++++ RECORDS FOR PROCESSING ++++

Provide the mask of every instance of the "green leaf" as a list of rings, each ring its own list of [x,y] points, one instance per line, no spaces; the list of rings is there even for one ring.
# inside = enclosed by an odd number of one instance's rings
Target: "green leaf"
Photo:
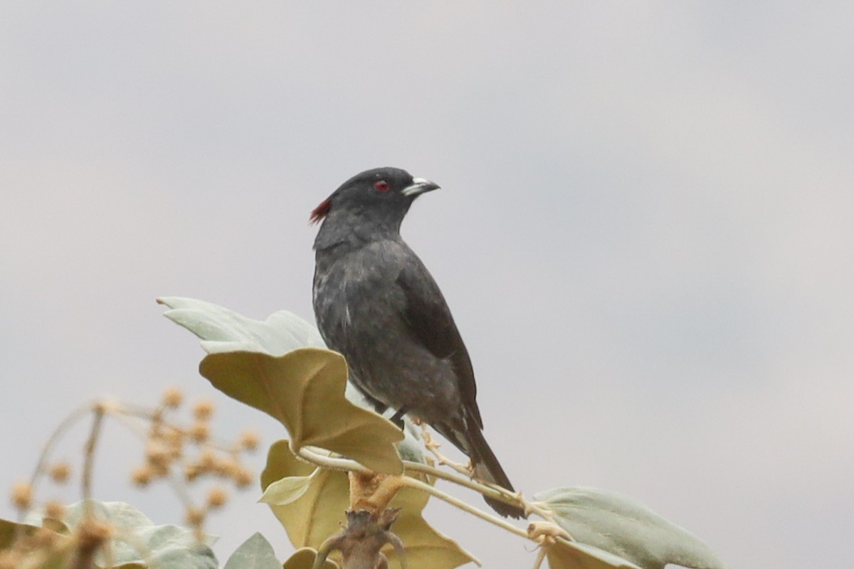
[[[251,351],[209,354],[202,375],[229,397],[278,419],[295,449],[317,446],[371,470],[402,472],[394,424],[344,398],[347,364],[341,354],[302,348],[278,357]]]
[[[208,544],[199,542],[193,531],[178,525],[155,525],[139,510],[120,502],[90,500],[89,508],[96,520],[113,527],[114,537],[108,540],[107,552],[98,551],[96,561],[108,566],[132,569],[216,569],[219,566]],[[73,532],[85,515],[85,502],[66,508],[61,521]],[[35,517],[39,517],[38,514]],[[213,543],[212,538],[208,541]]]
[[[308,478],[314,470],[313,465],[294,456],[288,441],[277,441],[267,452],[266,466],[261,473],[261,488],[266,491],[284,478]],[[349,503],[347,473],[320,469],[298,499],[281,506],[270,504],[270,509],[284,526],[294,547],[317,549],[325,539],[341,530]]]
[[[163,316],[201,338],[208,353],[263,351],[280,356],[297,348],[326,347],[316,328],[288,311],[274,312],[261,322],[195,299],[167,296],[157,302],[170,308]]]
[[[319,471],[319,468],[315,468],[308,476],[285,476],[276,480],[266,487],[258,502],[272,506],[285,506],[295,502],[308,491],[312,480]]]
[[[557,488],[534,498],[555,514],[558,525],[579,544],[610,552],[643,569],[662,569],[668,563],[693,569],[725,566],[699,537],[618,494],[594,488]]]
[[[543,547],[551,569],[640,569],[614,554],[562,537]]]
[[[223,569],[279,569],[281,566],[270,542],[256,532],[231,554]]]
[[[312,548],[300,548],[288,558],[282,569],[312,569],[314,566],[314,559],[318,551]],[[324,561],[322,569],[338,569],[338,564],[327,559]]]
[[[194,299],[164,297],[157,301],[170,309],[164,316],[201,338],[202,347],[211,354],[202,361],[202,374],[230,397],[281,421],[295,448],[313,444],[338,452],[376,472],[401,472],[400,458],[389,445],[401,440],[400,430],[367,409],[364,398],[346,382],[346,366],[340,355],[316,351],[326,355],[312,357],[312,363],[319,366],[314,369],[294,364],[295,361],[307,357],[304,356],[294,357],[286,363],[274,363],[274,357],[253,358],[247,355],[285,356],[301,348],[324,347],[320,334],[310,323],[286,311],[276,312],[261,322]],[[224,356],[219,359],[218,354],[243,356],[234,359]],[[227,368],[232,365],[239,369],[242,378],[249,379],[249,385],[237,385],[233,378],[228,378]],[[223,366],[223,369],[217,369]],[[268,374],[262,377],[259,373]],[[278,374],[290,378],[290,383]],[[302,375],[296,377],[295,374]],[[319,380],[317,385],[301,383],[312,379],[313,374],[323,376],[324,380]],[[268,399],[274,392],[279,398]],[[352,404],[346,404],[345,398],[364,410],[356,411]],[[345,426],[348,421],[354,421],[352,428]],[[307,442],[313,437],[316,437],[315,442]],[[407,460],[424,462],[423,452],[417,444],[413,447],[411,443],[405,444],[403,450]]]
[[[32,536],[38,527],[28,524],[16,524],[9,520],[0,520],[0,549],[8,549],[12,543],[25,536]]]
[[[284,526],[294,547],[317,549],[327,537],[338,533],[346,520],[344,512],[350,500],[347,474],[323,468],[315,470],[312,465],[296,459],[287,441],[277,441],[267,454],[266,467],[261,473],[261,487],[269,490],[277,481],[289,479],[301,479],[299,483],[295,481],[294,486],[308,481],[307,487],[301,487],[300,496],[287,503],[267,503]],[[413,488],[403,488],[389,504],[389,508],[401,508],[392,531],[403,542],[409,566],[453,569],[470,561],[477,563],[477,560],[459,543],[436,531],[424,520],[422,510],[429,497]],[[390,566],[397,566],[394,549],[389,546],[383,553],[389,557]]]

++++
++++ RECORDS FOR PROCESSING ++++

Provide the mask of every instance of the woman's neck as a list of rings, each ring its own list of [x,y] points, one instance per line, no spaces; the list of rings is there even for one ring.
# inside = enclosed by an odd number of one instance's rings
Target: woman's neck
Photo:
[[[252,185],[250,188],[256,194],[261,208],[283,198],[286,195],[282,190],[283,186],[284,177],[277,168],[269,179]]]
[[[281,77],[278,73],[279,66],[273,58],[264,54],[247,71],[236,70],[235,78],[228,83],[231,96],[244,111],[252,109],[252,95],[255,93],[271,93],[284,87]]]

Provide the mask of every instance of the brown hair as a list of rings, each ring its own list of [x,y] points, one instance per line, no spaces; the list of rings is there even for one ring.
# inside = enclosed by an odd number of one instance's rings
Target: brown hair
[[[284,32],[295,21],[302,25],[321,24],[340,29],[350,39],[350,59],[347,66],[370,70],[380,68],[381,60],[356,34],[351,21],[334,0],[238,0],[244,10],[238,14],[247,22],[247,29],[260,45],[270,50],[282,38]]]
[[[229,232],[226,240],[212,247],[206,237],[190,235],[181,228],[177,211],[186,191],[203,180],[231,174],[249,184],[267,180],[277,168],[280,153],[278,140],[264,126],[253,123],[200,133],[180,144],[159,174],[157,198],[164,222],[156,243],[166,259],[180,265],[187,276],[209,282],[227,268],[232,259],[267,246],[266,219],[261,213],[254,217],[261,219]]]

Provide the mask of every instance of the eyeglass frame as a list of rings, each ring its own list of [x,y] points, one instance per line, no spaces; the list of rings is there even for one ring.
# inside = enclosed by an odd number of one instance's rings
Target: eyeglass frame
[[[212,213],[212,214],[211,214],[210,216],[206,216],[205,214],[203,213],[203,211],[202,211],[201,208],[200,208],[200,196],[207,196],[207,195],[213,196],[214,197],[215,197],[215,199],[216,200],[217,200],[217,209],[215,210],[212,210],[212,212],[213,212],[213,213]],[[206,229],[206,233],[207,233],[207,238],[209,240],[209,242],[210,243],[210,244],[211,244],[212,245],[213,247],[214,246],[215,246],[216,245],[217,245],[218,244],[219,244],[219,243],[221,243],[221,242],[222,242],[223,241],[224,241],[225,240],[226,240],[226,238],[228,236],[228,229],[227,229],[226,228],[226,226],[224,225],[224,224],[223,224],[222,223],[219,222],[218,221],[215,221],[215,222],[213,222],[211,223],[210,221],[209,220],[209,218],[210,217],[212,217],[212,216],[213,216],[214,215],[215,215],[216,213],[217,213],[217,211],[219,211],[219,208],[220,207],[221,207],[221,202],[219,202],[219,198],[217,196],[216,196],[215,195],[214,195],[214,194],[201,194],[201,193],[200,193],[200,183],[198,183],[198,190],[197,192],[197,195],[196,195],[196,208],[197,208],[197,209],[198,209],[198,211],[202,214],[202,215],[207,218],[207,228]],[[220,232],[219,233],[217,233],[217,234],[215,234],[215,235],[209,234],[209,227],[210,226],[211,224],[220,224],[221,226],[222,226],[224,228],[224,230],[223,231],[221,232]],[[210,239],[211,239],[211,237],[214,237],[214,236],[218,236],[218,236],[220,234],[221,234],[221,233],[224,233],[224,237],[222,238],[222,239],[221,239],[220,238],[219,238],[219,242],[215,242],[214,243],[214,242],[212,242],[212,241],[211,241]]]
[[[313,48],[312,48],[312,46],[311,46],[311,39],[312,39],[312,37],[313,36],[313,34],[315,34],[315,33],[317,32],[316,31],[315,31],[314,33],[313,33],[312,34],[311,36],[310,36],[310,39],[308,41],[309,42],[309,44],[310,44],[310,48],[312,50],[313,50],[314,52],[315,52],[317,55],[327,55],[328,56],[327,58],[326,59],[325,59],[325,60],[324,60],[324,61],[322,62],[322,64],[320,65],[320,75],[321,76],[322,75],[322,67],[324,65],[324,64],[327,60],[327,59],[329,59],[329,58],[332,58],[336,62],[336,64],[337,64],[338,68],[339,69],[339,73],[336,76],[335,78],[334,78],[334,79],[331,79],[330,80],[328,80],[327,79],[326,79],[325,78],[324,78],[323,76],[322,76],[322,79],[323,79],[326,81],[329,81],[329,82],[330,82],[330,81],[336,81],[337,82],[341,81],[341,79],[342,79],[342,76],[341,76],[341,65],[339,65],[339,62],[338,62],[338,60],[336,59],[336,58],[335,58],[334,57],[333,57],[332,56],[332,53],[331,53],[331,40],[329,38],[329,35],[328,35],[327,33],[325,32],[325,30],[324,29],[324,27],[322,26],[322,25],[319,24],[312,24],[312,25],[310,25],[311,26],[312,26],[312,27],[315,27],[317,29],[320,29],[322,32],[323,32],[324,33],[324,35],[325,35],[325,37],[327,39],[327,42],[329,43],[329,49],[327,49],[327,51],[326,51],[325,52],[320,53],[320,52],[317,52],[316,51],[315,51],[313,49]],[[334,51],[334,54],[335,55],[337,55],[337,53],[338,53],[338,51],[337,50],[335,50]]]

++++

- [AIM OF THE TASK] Gather and copy out every line above that contains the word "each". Case counts.

- [WORKED SOLUTION]
Provide the mask of every instance of the "green leaf" as a list of rings, each ring its own list of [x,y] points, one instance per line, no spaces; the list of rings is there even for one ring.
Provide the mask of every instance of the woman's neck as a list of rings, each ring its own list of [x,y] points, one instance per line, no spaces; the list of rings is there even for one ring.
Provide the mask of every instance of the brown hair as a list of rings, each ring its own list of [x,y] points, one instance per line, no spaces; the list of rings is there even for one ring.
Provide the mask of every instance of the eyeglass frame as a list of rings, each ring its own list of [x,y] points, one instance per line, no spaces; the list of rings is there even for one ring.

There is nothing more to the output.